## Passage to read
----------------

Pier said he competed from a wheelchair last year. This year, he helped direct the teenagers where to start chiseling on the block. Pier is on a team with two other families this year.

On Saturday, he climbed onto the sculpture and helped chip into the block during the first day of the competition.

“That’s where the win is. If we finish it great — but that’s where the fun is,” said Crystal Epperly-May, who was also competing with Piers.

Straight from the streets of Anchorage

Snow for the Rondy sculptures is collected from all over the city. It was brought to the parking lot and poured into a metal mold last week, Mellor said. Since the snow comes straight from the streets of Anchorage, Mellor said sometimes there are a few surprises inside the blocks.

“One year a guy found a Christmas tree in the dead center of his block. ... You find moose poop, a crumpled up McDonald’s bag, a little liquor bottle,” she said. “The first few years we did it, the snow that they collected was maybe not from where they collect it now because there was a lot of stuff you’d find in it. But the last few years it’s been few and far between that you find anything inside a block.”

----------------

## Data

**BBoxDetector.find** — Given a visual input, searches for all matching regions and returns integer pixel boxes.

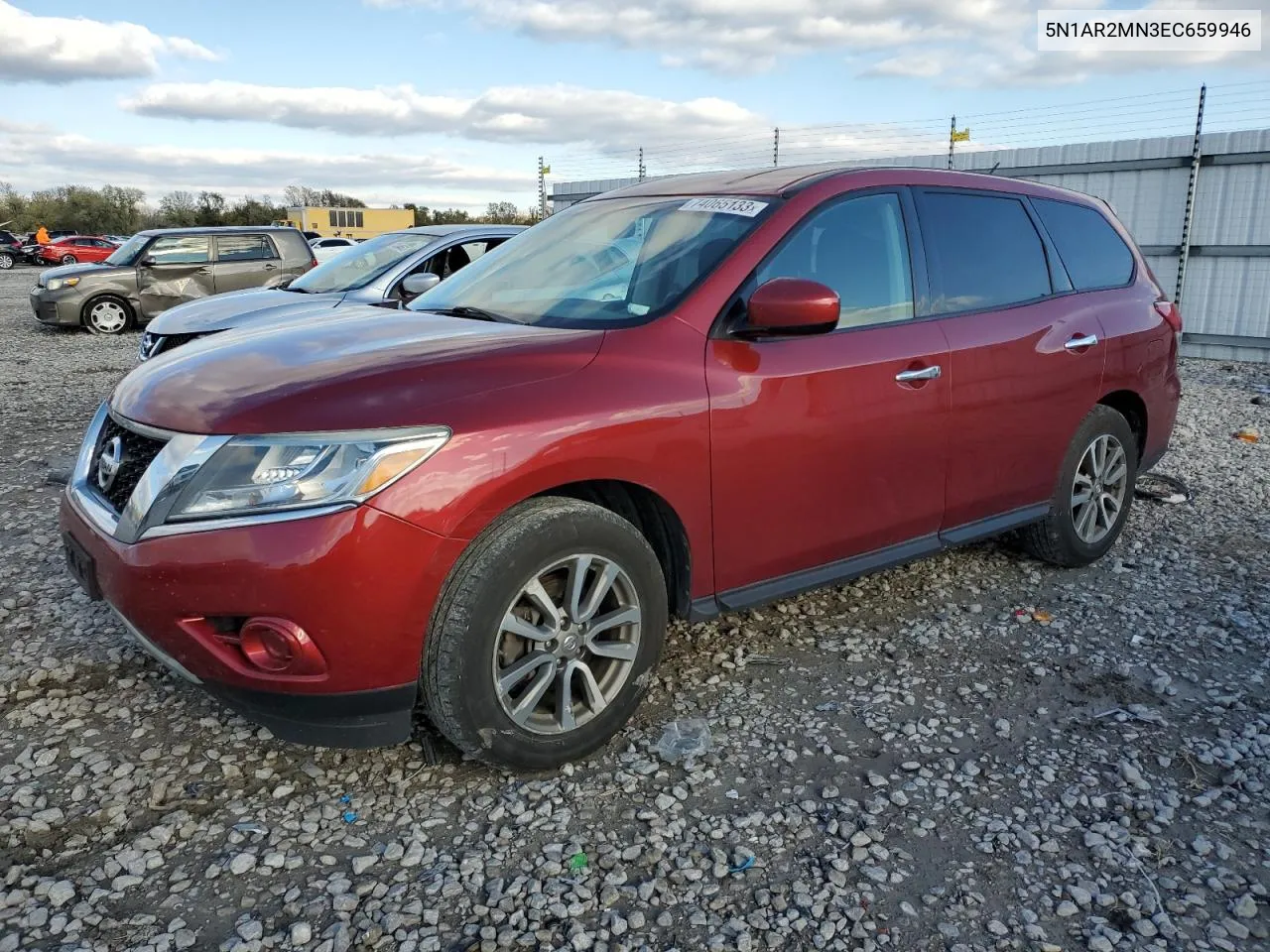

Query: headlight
[168,426,449,522]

----------------

## Do this
Copy out the entire passage about the Rondy snow sculptures in Anchorage word for word. The lines have nothing to do with the passage about the Rondy snow sculptures.

## Solution below
Pier said he competed from a wheelchair last year. This year, he helped direct the teenagers where to start chiseling on the block. Pier is on a team with two other families this year.

On Saturday, he climbed onto the sculpture and helped chip into the block during the first day of the competition.

“That’s where the win is. If we finish it great — but that’s where the fun is,” said Crystal Epperly-May, who was also competing with Piers.

Straight from the streets of Anchorage

Snow for the Rondy sculptures is collected from all over the city. It was brought to the parking lot and poured into a metal mold last week, Mellor said. Since the snow comes straight from the streets of Anchorage, Mellor said sometimes there are a few surprises inside the blocks.

“One year a guy found a Christmas tree in the dead center of his block. ... You find moose poop, a crumpled up McDonald’s bag, a little liquor bottle,” she said. “The first few years we did it, the snow that they collected was maybe not from where they collect it now because there was a lot of stuff you’d find in it. But the last few years it’s been few and far between that you find anything inside a block.”